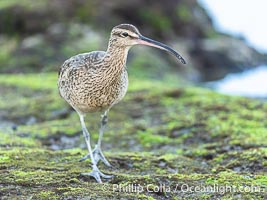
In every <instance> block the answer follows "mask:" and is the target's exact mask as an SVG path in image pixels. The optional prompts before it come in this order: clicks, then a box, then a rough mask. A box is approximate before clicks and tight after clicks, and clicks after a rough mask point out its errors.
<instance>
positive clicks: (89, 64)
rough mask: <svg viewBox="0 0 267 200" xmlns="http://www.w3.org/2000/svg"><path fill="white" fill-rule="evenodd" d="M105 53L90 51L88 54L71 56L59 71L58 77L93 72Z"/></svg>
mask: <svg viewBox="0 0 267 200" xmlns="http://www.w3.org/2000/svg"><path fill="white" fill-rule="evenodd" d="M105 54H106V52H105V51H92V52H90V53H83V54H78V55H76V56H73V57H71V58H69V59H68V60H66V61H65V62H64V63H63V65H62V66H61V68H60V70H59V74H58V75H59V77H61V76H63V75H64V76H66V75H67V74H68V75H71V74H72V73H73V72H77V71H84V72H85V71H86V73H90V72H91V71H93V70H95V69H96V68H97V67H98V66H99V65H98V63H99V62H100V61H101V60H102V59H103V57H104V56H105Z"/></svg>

=====

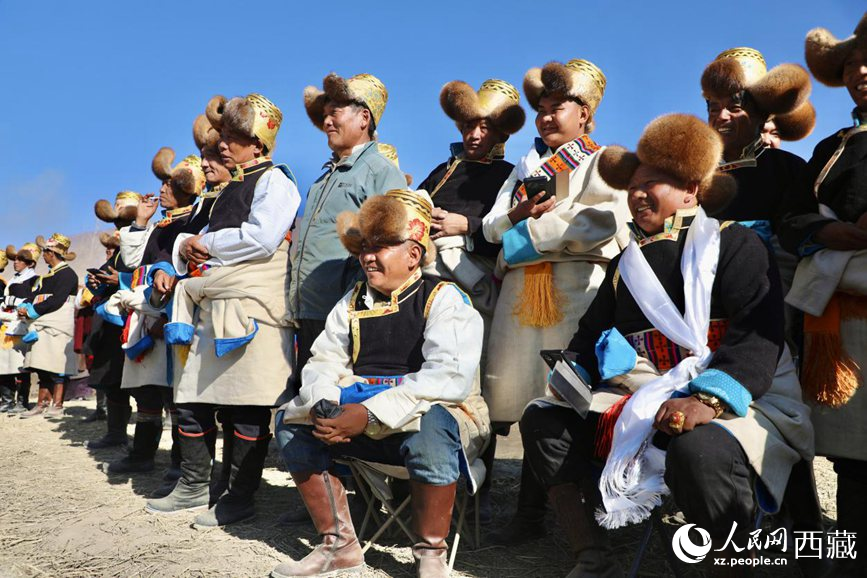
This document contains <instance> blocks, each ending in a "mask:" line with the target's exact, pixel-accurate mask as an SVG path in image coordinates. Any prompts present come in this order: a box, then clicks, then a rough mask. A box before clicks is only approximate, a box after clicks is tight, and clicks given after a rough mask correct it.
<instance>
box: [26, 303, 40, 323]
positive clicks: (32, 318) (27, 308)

=====

[Your task]: Go through the entries and filter for lines holding the word "positive"; copy each match.

[Task solution]:
positive clicks: (89, 64)
positive clicks: (32, 318) (27, 308)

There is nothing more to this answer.